**Assigned task:** The response must consist of every record, restated word for word.

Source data
= Beginning of Section =
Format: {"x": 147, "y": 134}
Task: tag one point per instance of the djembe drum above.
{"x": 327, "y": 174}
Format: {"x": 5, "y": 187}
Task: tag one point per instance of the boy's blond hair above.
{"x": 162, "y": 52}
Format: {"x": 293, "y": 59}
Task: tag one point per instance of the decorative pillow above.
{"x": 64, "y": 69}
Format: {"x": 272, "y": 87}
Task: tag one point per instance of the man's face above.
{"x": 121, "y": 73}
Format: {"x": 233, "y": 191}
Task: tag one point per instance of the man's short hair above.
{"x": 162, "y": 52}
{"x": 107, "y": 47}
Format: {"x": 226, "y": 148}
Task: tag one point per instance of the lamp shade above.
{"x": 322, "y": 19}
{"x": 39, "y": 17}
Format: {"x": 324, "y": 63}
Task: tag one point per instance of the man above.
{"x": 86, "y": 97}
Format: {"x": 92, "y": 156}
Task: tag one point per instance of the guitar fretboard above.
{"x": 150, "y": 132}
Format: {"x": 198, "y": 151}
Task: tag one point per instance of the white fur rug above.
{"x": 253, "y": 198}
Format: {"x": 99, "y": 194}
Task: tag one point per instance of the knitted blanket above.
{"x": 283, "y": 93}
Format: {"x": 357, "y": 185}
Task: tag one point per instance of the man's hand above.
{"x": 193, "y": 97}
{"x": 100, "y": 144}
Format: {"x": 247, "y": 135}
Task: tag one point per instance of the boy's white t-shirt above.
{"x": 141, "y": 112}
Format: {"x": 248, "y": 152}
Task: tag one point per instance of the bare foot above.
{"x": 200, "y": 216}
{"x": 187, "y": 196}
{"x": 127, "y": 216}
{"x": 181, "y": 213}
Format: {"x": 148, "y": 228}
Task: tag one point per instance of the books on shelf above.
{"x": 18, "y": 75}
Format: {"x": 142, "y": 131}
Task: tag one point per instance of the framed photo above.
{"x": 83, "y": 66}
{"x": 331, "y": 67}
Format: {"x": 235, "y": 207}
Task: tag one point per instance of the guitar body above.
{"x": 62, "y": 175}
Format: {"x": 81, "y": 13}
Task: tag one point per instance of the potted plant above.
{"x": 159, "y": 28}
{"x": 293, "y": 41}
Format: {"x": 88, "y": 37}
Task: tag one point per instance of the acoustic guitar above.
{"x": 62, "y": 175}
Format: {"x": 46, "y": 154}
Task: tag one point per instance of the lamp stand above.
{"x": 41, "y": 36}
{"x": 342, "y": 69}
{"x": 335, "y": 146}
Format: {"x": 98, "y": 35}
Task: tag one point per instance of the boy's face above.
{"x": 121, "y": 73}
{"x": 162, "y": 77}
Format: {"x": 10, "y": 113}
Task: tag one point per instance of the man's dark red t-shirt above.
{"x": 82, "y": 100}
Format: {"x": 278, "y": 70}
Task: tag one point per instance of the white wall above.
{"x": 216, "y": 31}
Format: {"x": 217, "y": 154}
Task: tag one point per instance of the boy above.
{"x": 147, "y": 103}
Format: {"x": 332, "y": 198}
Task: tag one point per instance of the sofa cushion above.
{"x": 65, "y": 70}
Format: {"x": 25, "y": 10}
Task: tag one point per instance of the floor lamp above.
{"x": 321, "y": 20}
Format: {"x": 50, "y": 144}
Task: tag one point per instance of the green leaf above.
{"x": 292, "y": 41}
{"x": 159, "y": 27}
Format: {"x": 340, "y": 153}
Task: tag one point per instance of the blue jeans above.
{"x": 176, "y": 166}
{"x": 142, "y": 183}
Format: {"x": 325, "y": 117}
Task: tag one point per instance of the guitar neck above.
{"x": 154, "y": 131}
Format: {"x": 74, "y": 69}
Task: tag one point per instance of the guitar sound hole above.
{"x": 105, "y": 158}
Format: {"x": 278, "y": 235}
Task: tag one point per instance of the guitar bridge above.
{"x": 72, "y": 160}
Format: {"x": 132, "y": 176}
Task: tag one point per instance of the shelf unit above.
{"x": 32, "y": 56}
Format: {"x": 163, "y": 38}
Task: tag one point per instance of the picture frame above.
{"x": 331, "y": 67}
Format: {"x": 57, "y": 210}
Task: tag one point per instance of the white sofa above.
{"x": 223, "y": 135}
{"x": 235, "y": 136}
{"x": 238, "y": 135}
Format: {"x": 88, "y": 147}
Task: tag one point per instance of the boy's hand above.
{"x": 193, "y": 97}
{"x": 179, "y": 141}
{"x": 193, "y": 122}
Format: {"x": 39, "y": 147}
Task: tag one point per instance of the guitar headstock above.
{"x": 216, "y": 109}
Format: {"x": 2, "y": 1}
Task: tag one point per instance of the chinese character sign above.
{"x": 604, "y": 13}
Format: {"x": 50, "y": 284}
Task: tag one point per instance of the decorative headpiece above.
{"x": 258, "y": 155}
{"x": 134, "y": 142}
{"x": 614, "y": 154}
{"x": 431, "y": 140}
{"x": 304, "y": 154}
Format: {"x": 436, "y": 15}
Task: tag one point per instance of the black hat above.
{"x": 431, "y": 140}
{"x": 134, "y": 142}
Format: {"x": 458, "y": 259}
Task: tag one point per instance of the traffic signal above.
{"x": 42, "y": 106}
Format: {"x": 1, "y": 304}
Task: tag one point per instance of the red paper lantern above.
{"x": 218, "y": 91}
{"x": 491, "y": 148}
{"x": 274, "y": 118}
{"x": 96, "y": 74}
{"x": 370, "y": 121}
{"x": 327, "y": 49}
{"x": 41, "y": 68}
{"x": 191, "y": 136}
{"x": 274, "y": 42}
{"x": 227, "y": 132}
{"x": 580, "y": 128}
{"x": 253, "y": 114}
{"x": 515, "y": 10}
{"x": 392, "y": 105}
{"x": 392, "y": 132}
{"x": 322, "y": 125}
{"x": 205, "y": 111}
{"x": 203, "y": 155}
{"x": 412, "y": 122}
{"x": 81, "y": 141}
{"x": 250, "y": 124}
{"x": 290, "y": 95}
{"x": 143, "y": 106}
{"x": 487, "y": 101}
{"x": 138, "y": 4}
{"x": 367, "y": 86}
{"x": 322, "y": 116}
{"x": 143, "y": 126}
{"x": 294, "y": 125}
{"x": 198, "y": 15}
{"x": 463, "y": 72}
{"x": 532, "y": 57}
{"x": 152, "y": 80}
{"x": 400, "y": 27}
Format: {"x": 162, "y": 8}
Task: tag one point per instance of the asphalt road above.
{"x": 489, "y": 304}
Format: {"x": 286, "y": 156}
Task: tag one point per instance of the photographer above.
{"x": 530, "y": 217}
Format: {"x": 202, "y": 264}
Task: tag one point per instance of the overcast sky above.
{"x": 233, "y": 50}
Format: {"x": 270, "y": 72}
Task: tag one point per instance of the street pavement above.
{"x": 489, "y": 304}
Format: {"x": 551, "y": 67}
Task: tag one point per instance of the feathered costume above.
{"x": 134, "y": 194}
= End of Section =
**Result:**
Format: {"x": 147, "y": 134}
Task: tag one point per instance of the djembe drum above.
{"x": 327, "y": 174}
Format: {"x": 5, "y": 187}
Task: tag one point per instance of the boy's blond hair above.
{"x": 162, "y": 52}
Format: {"x": 293, "y": 59}
Task: tag one point per instance of the decorative pillow above.
{"x": 64, "y": 69}
Format: {"x": 272, "y": 87}
Task: tag one point per instance of the man's face above.
{"x": 121, "y": 73}
Format: {"x": 233, "y": 191}
Task: tag one point per instance of the man's short hair above.
{"x": 162, "y": 52}
{"x": 107, "y": 47}
Format: {"x": 226, "y": 148}
Task: tag one point per instance of the lamp shade above.
{"x": 322, "y": 19}
{"x": 39, "y": 17}
Format: {"x": 324, "y": 63}
Task: tag one point per instance of the man above.
{"x": 86, "y": 97}
Format: {"x": 92, "y": 156}
Task: tag one point per instance of the guitar fretboard above.
{"x": 150, "y": 132}
Format: {"x": 198, "y": 151}
Task: tag one point per instance of the white fur rug above.
{"x": 253, "y": 198}
Format: {"x": 99, "y": 194}
Task: tag one point per instance of the knitted blanket above.
{"x": 283, "y": 93}
Format: {"x": 357, "y": 185}
Task: tag one point per instance of the man's hand above.
{"x": 193, "y": 97}
{"x": 100, "y": 144}
Format: {"x": 247, "y": 135}
Task: tag one point per instance of the boy's white t-shirt above.
{"x": 141, "y": 112}
Format: {"x": 248, "y": 152}
Task: tag one point per instance of the bare foot above.
{"x": 200, "y": 216}
{"x": 187, "y": 196}
{"x": 127, "y": 216}
{"x": 181, "y": 213}
Format: {"x": 148, "y": 228}
Task: tag one point per instance of the books on shelf above.
{"x": 18, "y": 75}
Format: {"x": 142, "y": 131}
Task: tag one point per instance of the framed photo above.
{"x": 83, "y": 66}
{"x": 331, "y": 67}
Format: {"x": 235, "y": 207}
Task: tag one point per instance of the guitar body above.
{"x": 62, "y": 175}
Format: {"x": 81, "y": 13}
Task: tag one point per instance of the potted plant above.
{"x": 159, "y": 28}
{"x": 293, "y": 41}
Format: {"x": 88, "y": 37}
Task: tag one point per instance of the acoustic guitar above.
{"x": 62, "y": 175}
Format: {"x": 46, "y": 154}
Task: tag one point per instance of the lamp stand above.
{"x": 41, "y": 36}
{"x": 342, "y": 69}
{"x": 335, "y": 146}
Format: {"x": 98, "y": 35}
Task: tag one point per instance of the boy's face above.
{"x": 121, "y": 73}
{"x": 162, "y": 77}
Format: {"x": 10, "y": 113}
Task: tag one point per instance of the man's dark red t-shirt above.
{"x": 82, "y": 100}
Format: {"x": 278, "y": 70}
Task: tag one point per instance of the white wall above.
{"x": 216, "y": 31}
Format: {"x": 217, "y": 154}
Task: tag one point per instance of the boy above.
{"x": 147, "y": 103}
Format: {"x": 332, "y": 198}
Task: tag one point per instance of the sofa cushion above.
{"x": 65, "y": 70}
Format: {"x": 25, "y": 10}
Task: tag one point per instance of the floor lamp above.
{"x": 321, "y": 20}
Format: {"x": 50, "y": 144}
Task: tag one point per instance of the green leaf above.
{"x": 292, "y": 41}
{"x": 159, "y": 27}
Format: {"x": 340, "y": 153}
Task: tag one point per instance of the blue jeans above.
{"x": 176, "y": 166}
{"x": 142, "y": 183}
Format: {"x": 325, "y": 117}
Task: tag one point per instance of the guitar neck above.
{"x": 154, "y": 131}
Format: {"x": 74, "y": 69}
Task: tag one point per instance of the guitar sound hole above.
{"x": 105, "y": 158}
Format: {"x": 278, "y": 235}
Task: tag one point per instance of the guitar bridge above.
{"x": 72, "y": 160}
Format: {"x": 132, "y": 176}
Task: tag one point per instance of the shelf unit above.
{"x": 32, "y": 56}
Format: {"x": 163, "y": 38}
Task: tag one point per instance of the picture frame above.
{"x": 331, "y": 67}
Format: {"x": 57, "y": 210}
Task: tag one point per instance of the white sofa above.
{"x": 223, "y": 135}
{"x": 235, "y": 136}
{"x": 238, "y": 135}
Format: {"x": 88, "y": 147}
Task: tag one point per instance of the boy's hand above.
{"x": 193, "y": 97}
{"x": 179, "y": 141}
{"x": 193, "y": 122}
Format: {"x": 39, "y": 147}
Task: tag one point per instance of the guitar headstock above.
{"x": 216, "y": 109}
Format: {"x": 2, "y": 1}
Task: tag one point per instance of the chinese character sign above.
{"x": 604, "y": 13}
Format: {"x": 50, "y": 284}
Task: tag one point per instance of the decorative headpiece above.
{"x": 258, "y": 155}
{"x": 134, "y": 142}
{"x": 614, "y": 154}
{"x": 431, "y": 140}
{"x": 304, "y": 154}
Format: {"x": 436, "y": 15}
Task: tag one point per instance of the black hat above.
{"x": 431, "y": 140}
{"x": 134, "y": 142}
Format: {"x": 458, "y": 259}
Task: tag one point per instance of the traffic signal above.
{"x": 42, "y": 106}
Format: {"x": 1, "y": 304}
Task: tag one point per instance of the red paper lantern above.
{"x": 218, "y": 91}
{"x": 491, "y": 148}
{"x": 274, "y": 118}
{"x": 96, "y": 74}
{"x": 370, "y": 121}
{"x": 327, "y": 49}
{"x": 41, "y": 68}
{"x": 191, "y": 136}
{"x": 274, "y": 42}
{"x": 227, "y": 132}
{"x": 580, "y": 128}
{"x": 253, "y": 114}
{"x": 515, "y": 10}
{"x": 392, "y": 105}
{"x": 392, "y": 132}
{"x": 322, "y": 125}
{"x": 205, "y": 111}
{"x": 203, "y": 155}
{"x": 412, "y": 122}
{"x": 81, "y": 141}
{"x": 250, "y": 124}
{"x": 290, "y": 95}
{"x": 143, "y": 106}
{"x": 487, "y": 101}
{"x": 138, "y": 4}
{"x": 367, "y": 86}
{"x": 322, "y": 116}
{"x": 143, "y": 126}
{"x": 294, "y": 125}
{"x": 198, "y": 15}
{"x": 463, "y": 72}
{"x": 532, "y": 57}
{"x": 152, "y": 80}
{"x": 400, "y": 27}
Format: {"x": 162, "y": 8}
Task: tag one point per instance of the asphalt road above.
{"x": 489, "y": 304}
Format: {"x": 286, "y": 156}
Task: tag one point per instance of the photographer above.
{"x": 530, "y": 217}
Format: {"x": 202, "y": 264}
Task: tag one point per instance of the overcast sky above.
{"x": 233, "y": 50}
Format: {"x": 270, "y": 72}
Task: tag one point per instance of the street pavement above.
{"x": 489, "y": 304}
Format: {"x": 551, "y": 67}
Task: tag one point per instance of the feathered costume above.
{"x": 134, "y": 194}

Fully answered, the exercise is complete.